Document segment
··········
Dickinson feed and grain business feeds Kentucky Derby winner
DICKINSON, N.D. -- Training, money, patience, genetic design, a good jockey and a little bit of luck are part of the mixture for a winning race horse. But one ingredient that may be overlooked is what that horse is fed up to three times a day. Fo...
DICKINSON, N.D. -- Training, money, patience, genetic design, a good jockey and a little bit of luck are part of the mixture for a winning race horse. But one ingredient that may be overlooked is what that horse is fed up to three times a day.
For undefeated thoroughbred Nyquist, some of his success can also be attributed to a successful performance horse feed created by Dickinson business Woody's Feed and Grain.
After Nyquist's win at the pinnacle of horse racing -- the Kentucky Derby on May 6 -- he was decorated with a sash of red roses.
Underneath the flowers that adorned his body and the jockey who pushed Nyquist to his limits were a sack of nutrients that gave the horse the power.
"This particular diet, Summer Heat, was one of our first beet pulp feeds that we came out with," said Woody's manager Alan Woodbury. "The trainers of today work with so many horses, like Doug (O'Neill) trains over 100. He wants all of his nutrition in one bag."
O'Neil and Woodbury have been working closely with each other for more than two decades.
··········
Information supplied
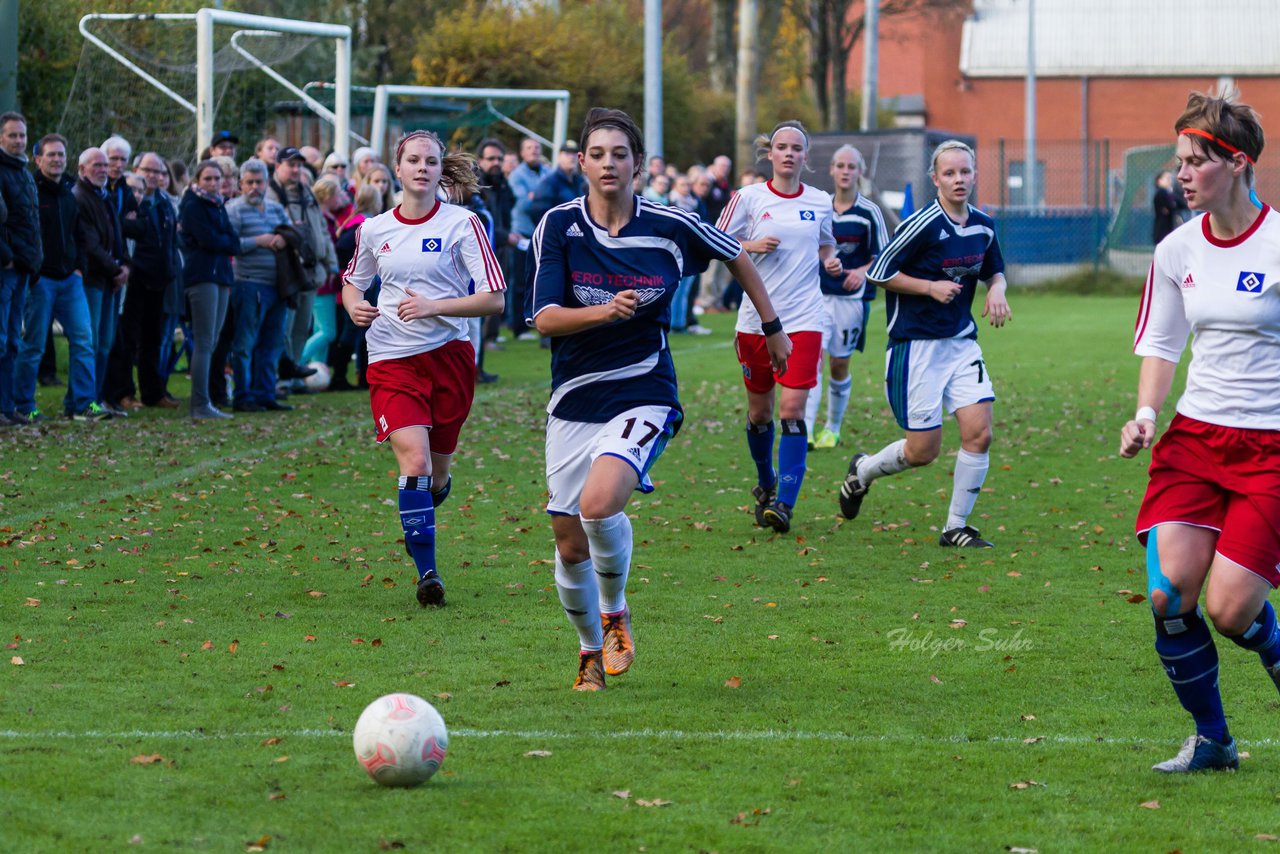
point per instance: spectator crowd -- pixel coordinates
(231, 269)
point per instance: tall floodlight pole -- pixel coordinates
(871, 65)
(653, 77)
(1029, 168)
(748, 39)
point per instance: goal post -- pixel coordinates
(383, 94)
(205, 103)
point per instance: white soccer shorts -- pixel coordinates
(923, 377)
(638, 435)
(846, 325)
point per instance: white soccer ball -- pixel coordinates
(401, 740)
(319, 380)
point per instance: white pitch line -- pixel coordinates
(670, 735)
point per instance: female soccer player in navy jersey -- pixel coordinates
(786, 227)
(607, 266)
(931, 273)
(1212, 505)
(858, 227)
(421, 368)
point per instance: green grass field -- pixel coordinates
(195, 615)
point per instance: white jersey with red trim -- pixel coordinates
(443, 255)
(801, 223)
(1226, 296)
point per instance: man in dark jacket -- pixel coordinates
(21, 254)
(106, 263)
(56, 292)
(141, 330)
(561, 185)
(119, 195)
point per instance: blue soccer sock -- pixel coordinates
(1187, 651)
(417, 519)
(792, 452)
(759, 441)
(1262, 636)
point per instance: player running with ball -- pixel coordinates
(437, 269)
(607, 266)
(1212, 505)
(931, 273)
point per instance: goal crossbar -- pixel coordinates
(205, 22)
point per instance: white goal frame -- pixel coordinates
(205, 97)
(383, 94)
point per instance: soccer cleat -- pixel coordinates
(853, 491)
(777, 515)
(826, 439)
(620, 647)
(1200, 753)
(590, 671)
(967, 537)
(92, 412)
(763, 498)
(430, 589)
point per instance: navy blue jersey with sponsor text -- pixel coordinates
(860, 238)
(602, 371)
(928, 245)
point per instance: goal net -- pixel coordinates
(140, 77)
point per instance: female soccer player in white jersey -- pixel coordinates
(1212, 503)
(786, 227)
(859, 232)
(421, 368)
(607, 266)
(929, 273)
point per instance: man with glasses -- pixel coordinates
(141, 330)
(58, 292)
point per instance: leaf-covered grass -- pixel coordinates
(220, 601)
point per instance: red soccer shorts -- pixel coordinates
(430, 389)
(758, 370)
(1226, 479)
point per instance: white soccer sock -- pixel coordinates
(837, 401)
(577, 590)
(810, 407)
(611, 552)
(970, 471)
(890, 460)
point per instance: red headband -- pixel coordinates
(1212, 138)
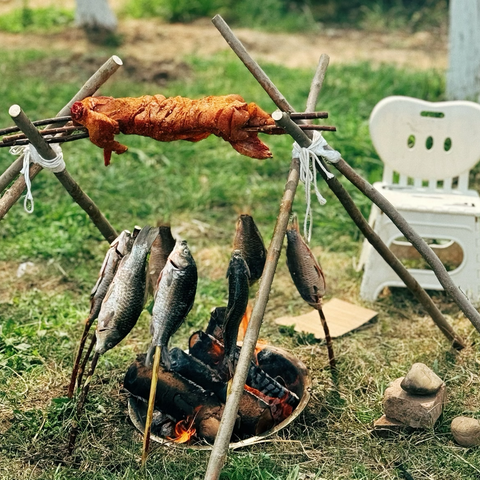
··········
Exercise directions
Quote the article about the Dickinson feed and grain business from "Dickinson feed and" up to and including "a day. Fo...", keeping every word and punctuation mark unchanged.

Result of the exercise
Dickinson feed and grain business feeds Kentucky Derby winner
DICKINSON, N.D. -- Training, money, patience, genetic design, a good jockey and a little bit of luck are part of the mixture for a winning race horse. But one ingredient that may be overlooked is what that horse is fed up to three times a day. Fo...